The “Other” Politics of Ayotzinapa

How a popular movement arisen from the forced disappearance of student-teachers in Mexico demonstrates a horizontal politics of shared leadership.


How a popular movement arisen from the forced disappearance of student-teachers in Mexico demonstrates a horizontal politics of shared leadership.

Family and colleagues of 43 student-teachers[2] forcibly disappeared and feared killed in Iguala, Guerrero last September 26, 2014 have grown into a civilian movement known as “Ayotzinapa” that includes people from all walks of life and from around the world. Their simple but powerful actions of visibility and protest have put in stark light the excesses and failures of a corrupt government structure which operates in deep collusion with drug lords and corporate interests. The case of Ayotzinapa is but a window into a larger pattern of forced disappearances that plagues the nation as a whole. The movement demands accountability and justice for all of Mexico’s disappeared as well as for radical change in a country ravaged by an epidemic of extreme violence, corruption and impunity.

Theirs is another “¡Ya Basta!” (Enough!), reminiscent of the Zapatista uprising that in 1994 rose up in response to the North American Free Trade Agreement which sounded a death-toll of the Mexican campesino, a largely indigenous and poor peasantry. Carrying this history and awareness in their resistance as campesinos themselves, the Ayotzinapa families, students and teachers manifest the kind of ethics and politics called for by the Zapatista Sixth Declaration of the Lacandon Jungle in 2006. La Sexta, as it became known in Spanish, called for a new way of doing politics, one that does not rely on political parties or electoral circuses, but rather one that is based on an ethics of accountability where “the people rule and the government obeys,”[3] a politics comprised of “everything for everyone, nothing for us.” In short: a politics from below and to the left…by the people for the people.

It comes at a crucial time, as Mexico seems to be sinking into an even more severe political and economic crisis: the peso keeps falling[4] while disappearances[5] and assassinations[6] keep rising. Meanwhile civilian social protests are violently repressed by the state, while a daily theater of death is delivered by the various drug cartels terrorizing the nation with uncountable disappearances, beheadings and hanging corpses. Such gruesome spectacles are meant to intimidate the populace into fearful denial, complacency and silence. Official estimates state that over 100,000 people have been killed and approximately 25,000 disappeared since former President Calderon declared war on the drug lords in 2006. Many believe the actual numbers are much higher. The Ayotzinapa case confirmed the suspected link between murderous drug cartels and the governments of ruling political parties as both municipal police and federal army were involved in detaining the student-teachers that fateful 26th of September, resulting in 3 dead and 43 disappeared. The federal government has completely failed to provide explanations for the army’s role in the students’ disappearance, denying access to the army barracks from where came the last signal of their cellular phones.

Location annotation dataset excerpts:
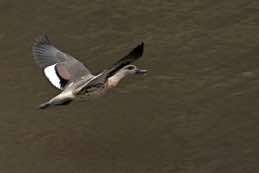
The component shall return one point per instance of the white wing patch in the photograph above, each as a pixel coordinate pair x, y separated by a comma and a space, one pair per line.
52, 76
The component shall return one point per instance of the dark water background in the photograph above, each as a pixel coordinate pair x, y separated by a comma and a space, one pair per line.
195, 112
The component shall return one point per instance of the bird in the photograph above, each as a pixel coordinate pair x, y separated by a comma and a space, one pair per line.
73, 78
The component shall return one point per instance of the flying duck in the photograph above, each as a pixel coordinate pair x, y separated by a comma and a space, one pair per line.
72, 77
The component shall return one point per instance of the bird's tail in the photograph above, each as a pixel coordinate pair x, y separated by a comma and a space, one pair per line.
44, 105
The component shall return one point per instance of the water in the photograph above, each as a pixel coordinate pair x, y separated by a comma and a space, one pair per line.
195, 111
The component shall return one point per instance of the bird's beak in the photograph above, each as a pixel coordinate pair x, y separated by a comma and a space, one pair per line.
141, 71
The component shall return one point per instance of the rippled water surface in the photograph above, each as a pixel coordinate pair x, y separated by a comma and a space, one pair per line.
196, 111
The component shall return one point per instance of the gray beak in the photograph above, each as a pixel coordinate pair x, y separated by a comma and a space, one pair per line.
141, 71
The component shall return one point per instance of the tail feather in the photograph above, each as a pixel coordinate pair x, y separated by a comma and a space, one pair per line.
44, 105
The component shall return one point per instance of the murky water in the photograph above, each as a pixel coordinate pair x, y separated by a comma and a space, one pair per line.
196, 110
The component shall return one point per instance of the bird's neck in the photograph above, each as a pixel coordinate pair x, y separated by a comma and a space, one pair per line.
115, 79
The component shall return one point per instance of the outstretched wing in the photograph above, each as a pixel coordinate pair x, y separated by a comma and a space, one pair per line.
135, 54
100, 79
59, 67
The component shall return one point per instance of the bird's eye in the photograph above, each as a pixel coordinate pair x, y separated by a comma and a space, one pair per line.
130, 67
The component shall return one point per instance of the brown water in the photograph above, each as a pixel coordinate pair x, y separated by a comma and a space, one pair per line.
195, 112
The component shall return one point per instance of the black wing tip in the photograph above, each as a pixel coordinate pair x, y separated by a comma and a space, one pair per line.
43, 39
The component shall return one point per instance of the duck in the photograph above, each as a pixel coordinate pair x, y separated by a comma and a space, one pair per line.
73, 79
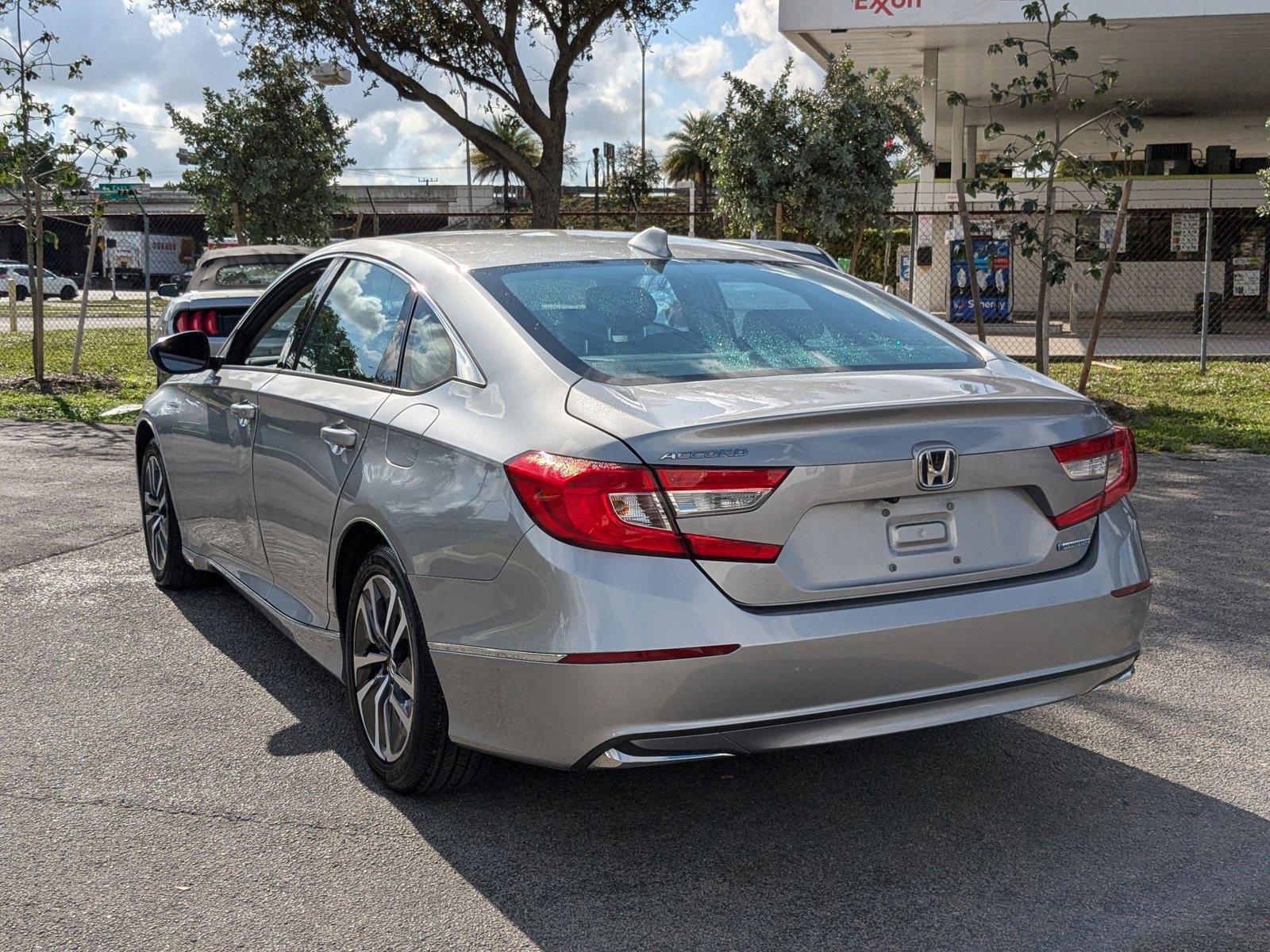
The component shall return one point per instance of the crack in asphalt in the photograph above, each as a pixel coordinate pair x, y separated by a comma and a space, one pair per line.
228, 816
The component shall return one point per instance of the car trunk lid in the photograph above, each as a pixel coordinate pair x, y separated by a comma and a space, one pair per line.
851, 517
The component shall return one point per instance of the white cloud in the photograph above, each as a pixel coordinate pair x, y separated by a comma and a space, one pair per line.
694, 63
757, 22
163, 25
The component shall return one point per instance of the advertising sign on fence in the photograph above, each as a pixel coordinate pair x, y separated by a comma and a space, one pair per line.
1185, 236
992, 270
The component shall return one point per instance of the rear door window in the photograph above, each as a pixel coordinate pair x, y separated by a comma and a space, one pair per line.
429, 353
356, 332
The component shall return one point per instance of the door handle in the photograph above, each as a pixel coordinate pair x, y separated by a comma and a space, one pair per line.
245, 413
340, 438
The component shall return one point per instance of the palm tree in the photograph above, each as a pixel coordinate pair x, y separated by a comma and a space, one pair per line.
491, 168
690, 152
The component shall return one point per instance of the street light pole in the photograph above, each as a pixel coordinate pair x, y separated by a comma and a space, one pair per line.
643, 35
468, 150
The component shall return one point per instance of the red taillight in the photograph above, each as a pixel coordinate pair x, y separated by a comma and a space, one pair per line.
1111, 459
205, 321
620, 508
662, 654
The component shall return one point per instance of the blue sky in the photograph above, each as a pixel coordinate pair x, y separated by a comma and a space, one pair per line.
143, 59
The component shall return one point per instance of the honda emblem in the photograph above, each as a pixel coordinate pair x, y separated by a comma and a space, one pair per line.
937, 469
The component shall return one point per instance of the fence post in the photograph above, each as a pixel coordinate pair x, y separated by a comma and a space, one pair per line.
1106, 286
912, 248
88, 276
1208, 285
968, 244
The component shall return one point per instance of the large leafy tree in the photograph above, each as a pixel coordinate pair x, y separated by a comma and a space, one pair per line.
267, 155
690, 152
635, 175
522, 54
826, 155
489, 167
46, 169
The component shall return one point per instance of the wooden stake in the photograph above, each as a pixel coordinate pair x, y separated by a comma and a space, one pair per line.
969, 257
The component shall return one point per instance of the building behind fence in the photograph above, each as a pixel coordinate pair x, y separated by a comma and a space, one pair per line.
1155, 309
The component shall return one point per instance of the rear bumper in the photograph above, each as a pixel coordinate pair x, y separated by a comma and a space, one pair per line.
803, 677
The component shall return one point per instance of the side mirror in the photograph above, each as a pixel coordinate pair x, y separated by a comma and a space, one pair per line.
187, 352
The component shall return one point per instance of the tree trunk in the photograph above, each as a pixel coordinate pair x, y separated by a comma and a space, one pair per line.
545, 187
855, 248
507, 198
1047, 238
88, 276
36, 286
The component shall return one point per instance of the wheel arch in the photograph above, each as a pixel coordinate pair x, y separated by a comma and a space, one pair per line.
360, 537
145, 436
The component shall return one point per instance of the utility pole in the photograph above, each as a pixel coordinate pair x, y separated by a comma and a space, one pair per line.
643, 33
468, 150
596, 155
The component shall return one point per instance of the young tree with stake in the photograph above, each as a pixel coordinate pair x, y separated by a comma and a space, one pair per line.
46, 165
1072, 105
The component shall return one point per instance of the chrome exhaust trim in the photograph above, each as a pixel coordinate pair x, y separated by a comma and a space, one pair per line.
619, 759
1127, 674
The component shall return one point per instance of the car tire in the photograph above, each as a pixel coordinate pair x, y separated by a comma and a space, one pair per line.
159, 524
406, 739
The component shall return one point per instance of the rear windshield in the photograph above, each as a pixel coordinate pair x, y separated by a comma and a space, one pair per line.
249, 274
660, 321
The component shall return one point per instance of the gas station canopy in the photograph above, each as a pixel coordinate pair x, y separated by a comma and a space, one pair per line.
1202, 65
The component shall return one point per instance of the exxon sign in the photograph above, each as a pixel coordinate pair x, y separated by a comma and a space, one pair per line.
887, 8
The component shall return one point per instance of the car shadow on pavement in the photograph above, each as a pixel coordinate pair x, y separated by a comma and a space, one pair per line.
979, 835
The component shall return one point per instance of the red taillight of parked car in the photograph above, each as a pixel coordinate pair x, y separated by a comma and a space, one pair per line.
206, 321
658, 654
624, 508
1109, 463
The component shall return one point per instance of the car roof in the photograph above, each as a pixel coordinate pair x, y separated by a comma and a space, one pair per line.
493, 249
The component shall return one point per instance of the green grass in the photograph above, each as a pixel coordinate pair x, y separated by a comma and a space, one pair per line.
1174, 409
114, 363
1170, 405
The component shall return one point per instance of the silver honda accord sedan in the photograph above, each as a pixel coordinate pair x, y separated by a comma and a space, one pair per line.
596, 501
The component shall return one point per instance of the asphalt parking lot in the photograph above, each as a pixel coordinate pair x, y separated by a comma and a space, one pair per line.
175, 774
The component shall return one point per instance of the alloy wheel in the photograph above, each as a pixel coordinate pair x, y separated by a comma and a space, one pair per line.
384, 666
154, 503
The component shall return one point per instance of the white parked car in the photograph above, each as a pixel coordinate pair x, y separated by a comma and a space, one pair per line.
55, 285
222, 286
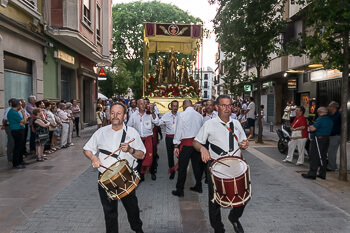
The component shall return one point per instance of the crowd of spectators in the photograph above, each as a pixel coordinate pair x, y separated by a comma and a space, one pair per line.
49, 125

TASKS
- A) Answer these questions using the passage on Ayotzinapa:
(i) In what year did the Zapatista uprising take place?
(ii) By what name did the Sixth Declaration of the Lacandon Jungle become known in Spanish?
(iii) According to official estimates, approximately how many people have disappeared since the declaration of war on the drug lords?
- B) Output as a numbered list the lines of the entries starting at the line containing "The component shall return one point per instance of the silver" and ending at the last line of the entries. Omit blank lines and pictures.
The passage and the entries are unrelated to each other.

OUTPUTS IN ORDER
- A)
(i) 1994
(ii) La Sexta
(iii) Approximately 25,000

- B)
1. The component shall return one point per instance of the silver honda accord sedan in the photograph above, each as a pixel coordinate pair x, y separated by a comma and a space, one pair per line.
2. 596, 501
3. The component shall return one point per instance of the asphalt parking lot in the photograph above, each as a pixel coordinate pair x, y separated by a comma and a space, one pair per line.
4. 175, 774
5. The component shall return one point per instance of the alloy wheel in the photograph above, each as a pixel coordinate pair x, y separated by a comma and a space, one pair per line.
6. 384, 666
7. 154, 503
8. The component shall return one point per instance of the white parked car in the photograph above, each as a pixel coordinate pair x, y separated by a comma and a space, one pair per line.
9. 55, 285
10. 222, 286
11. The component shall return one point per instance of the crowd of spectators in the photograph above, each as a pixel coordinate pair x, y separated by a comma and a space, one pair per line.
12. 49, 125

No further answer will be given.